Blogosphere, MSM journalism, and the PTSD story

What are the relative strengths and weaknesses of long-form, slow-bake, "mainstream" journalism and the idiom we call the blogosphere? As per Bora, the meaning of these terms are shifting as we speak. Last night, using my recent story and blogging on PTSD as a point of focus, I put in my latest two cents on this subject at my talk -- actually a long conversation with host and audience -- at the NYU Science, Health and Environmental Program's "Inside-Out" lecture series.

This was a crowd of writers, journalism profs, and journalism students, and I think we were all surprised at how many threads and issues crossed at the nexus we set out to explore -- the "balance" issue, "objective" reporting v opinion, advocacy v reportage, the fuzzy line between publishing and self-promotion, the nature of conflicts of interest, and the difference between "objectivity" and transparency. It fueled a very lively 2.5 hours.

Don't worry -- I'm not going to transcribe the whole talk. But I wanted to call out a couple of blogging v slowbake/longform differences that we discussed last night, and which came into play -- and increasingly into my awareness -- as I worked on the PTSD story.

One of these differences is a major issue in the blogger v MSM discussion, which is the blogosphere's apparent greater readiness to challenge prevailing paradigms that the MSM either accepts or ignores. The blogosphere also more easily allows an extension of coverage and conversation: RIght now it's allowing a faster, fuller examination. crtique, elaboration of the issues raised in my PTSD story (as well as -- dundun dundun -- snark attacks.)

Yet the history of this PTSD story also illustrates some of the blogosphere's limitations -- and suggests in particular that the blogosphere doesn't challenge problematic dominant paradigms as readily as, say, Bora (whom I like very much, esp in the low-snark version) has argued. For while the wobbly, overextended PTSD construct is a classic dominant paradigm of the sort the blogosphere presumably excels at calling out, the blogosphere paid it little mind. This huge, juicy, highly consequential story has been hiding in plain sight since at least 2003, when McNally published his lengthy critique, and was dropped flat out in the open in 2006, when the Dohrenwend paper and McNally's commentary about it ran in Science. Yet the blogosphere has ignored it every bit as much as the MSM.

▸ CHALLENGE 1
Copy the records from their first line through the line that contains "93 17 L 94 17", including both of those lines.
The blog post and the records are independent of each other.

▸ PROVIDED DATA
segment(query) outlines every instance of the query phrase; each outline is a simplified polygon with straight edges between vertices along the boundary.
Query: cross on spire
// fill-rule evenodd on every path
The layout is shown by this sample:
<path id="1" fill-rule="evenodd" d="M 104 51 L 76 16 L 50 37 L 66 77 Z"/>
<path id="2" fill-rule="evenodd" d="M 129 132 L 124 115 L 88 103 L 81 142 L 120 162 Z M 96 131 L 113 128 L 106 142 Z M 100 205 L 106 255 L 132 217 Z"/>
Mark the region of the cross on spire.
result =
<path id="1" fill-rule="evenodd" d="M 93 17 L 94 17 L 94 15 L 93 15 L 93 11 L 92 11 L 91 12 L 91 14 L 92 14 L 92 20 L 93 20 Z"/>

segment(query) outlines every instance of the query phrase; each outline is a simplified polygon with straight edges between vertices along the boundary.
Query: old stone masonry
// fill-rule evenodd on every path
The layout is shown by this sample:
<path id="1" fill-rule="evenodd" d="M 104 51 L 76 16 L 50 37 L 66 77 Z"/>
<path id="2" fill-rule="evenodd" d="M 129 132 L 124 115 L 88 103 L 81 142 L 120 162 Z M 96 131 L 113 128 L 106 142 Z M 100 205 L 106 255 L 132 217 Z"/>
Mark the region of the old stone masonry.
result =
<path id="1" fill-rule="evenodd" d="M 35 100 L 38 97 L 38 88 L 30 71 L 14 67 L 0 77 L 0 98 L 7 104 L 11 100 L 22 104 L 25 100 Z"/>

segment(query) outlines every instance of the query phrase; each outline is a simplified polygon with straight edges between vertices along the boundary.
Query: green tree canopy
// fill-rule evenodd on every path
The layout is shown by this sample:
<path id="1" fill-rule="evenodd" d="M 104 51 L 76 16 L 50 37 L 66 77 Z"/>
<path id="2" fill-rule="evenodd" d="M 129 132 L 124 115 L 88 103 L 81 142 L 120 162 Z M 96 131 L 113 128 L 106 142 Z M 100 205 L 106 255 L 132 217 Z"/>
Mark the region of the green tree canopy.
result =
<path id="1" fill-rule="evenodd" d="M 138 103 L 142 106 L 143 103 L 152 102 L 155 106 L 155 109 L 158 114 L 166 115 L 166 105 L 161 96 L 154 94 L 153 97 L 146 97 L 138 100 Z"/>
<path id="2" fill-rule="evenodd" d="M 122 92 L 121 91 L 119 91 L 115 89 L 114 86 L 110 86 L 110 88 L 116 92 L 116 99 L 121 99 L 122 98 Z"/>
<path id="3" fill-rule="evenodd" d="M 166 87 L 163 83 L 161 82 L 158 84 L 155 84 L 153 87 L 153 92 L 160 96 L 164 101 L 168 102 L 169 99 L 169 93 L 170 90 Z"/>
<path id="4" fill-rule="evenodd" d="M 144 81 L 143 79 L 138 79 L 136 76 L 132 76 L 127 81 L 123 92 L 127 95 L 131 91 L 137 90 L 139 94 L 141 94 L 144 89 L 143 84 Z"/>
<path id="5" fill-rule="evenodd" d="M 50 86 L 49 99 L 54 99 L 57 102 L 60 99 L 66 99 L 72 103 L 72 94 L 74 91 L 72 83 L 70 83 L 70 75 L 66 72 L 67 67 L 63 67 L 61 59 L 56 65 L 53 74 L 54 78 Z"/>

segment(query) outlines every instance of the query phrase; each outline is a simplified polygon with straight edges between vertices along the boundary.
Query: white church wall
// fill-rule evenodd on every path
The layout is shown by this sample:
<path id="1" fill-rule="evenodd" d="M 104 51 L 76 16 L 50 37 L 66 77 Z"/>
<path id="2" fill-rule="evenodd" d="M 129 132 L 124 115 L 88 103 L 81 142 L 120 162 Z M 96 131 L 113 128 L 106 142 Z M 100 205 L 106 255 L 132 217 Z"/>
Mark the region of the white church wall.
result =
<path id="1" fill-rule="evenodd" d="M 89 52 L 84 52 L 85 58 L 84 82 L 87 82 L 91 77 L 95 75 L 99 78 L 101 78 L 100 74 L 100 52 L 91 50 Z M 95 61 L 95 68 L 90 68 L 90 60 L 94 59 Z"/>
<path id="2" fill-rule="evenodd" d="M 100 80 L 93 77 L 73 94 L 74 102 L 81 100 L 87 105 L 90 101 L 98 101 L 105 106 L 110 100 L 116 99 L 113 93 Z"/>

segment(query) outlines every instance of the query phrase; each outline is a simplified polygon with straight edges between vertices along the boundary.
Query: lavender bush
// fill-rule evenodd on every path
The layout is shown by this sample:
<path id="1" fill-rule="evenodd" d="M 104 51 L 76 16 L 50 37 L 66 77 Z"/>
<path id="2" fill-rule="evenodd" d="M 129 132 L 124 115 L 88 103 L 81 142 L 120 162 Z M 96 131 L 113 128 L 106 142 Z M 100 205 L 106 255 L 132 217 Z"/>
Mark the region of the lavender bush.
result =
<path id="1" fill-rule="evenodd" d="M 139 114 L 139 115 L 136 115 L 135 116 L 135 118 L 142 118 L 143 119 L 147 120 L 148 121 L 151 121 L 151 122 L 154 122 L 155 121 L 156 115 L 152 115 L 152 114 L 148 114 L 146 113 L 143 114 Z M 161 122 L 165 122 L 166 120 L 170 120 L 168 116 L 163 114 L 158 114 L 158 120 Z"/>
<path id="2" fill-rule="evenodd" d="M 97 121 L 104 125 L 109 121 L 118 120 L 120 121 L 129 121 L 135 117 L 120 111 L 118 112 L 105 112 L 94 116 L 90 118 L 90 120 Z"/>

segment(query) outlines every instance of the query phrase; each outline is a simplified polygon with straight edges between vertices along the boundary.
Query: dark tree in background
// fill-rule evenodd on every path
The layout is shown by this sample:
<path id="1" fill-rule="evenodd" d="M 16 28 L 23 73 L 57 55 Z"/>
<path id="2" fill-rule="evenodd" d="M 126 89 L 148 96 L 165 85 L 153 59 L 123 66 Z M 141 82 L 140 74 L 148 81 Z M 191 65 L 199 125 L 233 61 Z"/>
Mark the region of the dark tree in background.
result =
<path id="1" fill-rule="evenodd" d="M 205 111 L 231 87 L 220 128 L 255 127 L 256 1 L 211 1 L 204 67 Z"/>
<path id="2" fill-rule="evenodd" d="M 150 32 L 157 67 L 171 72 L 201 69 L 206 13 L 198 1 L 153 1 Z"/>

▸ CHALLENGE 2
In the post about blogging and mainstream journalism, in what year did McNally publish his lengthy critique?

▸ WORKED ANSWER 1
segment(query) outlines every instance of the query phrase; each outline is a simplified polygon with straight edges between vertices along the boundary.
Query: cross on spire
// fill-rule evenodd on every path
The layout is shown by this sample:
<path id="1" fill-rule="evenodd" d="M 104 51 L 76 16 L 50 37 L 66 77 Z"/>
<path id="2" fill-rule="evenodd" d="M 129 132 L 124 115 L 88 103 L 81 142 L 120 162 Z M 96 131 L 113 128 L 106 142 Z M 100 205 L 106 255 L 132 217 Z"/>
Mark the region of the cross on spire.
result =
<path id="1" fill-rule="evenodd" d="M 93 17 L 94 17 L 94 15 L 93 15 L 93 11 L 92 11 L 91 12 L 91 14 L 92 14 L 92 20 L 93 20 Z"/>

▸ WORKED ANSWER 2
2003